Recorded information:
::::

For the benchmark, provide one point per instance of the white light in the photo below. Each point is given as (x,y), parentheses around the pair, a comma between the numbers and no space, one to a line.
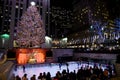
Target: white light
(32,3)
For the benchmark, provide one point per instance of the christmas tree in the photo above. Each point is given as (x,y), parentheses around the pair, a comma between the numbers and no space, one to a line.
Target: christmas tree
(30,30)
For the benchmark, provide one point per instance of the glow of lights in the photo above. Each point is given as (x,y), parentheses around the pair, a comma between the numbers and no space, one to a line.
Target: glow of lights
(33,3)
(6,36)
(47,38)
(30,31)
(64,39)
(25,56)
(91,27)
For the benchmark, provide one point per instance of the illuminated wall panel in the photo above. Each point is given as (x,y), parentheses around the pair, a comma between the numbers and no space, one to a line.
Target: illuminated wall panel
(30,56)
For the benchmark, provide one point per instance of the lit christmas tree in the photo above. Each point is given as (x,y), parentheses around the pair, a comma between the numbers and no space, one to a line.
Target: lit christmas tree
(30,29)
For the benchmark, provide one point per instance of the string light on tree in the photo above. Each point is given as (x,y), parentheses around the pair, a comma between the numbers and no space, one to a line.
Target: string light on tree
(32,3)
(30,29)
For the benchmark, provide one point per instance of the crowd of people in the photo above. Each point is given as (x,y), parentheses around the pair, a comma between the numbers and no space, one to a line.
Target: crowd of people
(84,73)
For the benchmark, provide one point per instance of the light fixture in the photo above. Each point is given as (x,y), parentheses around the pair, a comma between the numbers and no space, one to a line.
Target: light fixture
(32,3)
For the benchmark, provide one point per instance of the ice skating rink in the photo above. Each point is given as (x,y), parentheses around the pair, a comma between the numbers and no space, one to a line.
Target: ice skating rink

::::

Set exercise:
Please reproduce the records from the line containing "For the benchmark, provide one point per instance of the crowd" through the end of the records, updating each "Target" to "Label" and leaving everything else unchanged.

Complete response:
For the benchmark, provide one point per instance of the crowd of people in the photo above. Each point is given as (x,y), parentheses around the pair, a comma between the numbers and no space, one to a line.
Label: crowd of people
(84,73)
For the benchmark, provide one point per instance of the light fixture in the photo above. Each point is given as (x,y), parentheses around the pair, a comma between the numbers and no space, one to a line.
Label: light fixture
(32,3)
For the benchmark, provide one point per instance of the ice skating rink in the photo above. Each point is given as (x,y), parentheses around the pair, a comma between the numbers and no space, one to a line.
Label: ice skating rink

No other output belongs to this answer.